Written task: Rename "bare tree" to "leafless tree" in the data from the line with "Can you find the bare" up to and including the line with "pixel 1011 14", leaving everything else unchanged, and output only those lines.

── Raw data

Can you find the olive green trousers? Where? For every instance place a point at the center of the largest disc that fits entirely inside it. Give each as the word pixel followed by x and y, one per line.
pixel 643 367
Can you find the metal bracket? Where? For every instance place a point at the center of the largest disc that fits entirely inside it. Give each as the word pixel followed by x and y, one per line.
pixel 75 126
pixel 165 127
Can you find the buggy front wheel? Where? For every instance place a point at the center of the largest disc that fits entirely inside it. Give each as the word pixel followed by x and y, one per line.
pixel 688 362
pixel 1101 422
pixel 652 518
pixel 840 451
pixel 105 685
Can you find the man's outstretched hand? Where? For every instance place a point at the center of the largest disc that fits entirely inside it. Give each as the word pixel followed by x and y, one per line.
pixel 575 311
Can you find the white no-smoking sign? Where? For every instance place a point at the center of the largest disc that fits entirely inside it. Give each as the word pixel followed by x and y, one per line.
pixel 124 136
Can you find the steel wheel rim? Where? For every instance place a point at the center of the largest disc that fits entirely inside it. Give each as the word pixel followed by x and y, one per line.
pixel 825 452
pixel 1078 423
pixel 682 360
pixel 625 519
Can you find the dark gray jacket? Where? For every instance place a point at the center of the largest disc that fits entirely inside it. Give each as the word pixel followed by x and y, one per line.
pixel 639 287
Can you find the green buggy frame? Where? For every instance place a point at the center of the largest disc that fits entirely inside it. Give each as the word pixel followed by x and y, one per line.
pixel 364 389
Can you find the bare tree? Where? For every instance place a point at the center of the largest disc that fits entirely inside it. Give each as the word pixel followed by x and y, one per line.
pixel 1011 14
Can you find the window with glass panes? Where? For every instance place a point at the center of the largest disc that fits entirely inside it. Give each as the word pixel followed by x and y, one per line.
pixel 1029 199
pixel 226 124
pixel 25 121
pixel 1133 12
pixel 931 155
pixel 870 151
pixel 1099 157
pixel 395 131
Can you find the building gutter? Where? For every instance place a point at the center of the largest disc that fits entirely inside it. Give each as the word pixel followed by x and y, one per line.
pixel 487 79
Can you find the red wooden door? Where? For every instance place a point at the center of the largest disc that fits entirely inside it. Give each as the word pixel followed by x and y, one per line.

────

Solution:
Can you find the leafless tree? Where? For every instance place a point at the center of the largest disc that fits entirely inside it. Give each as the word pixel followed by x and y, one per line.
pixel 1011 14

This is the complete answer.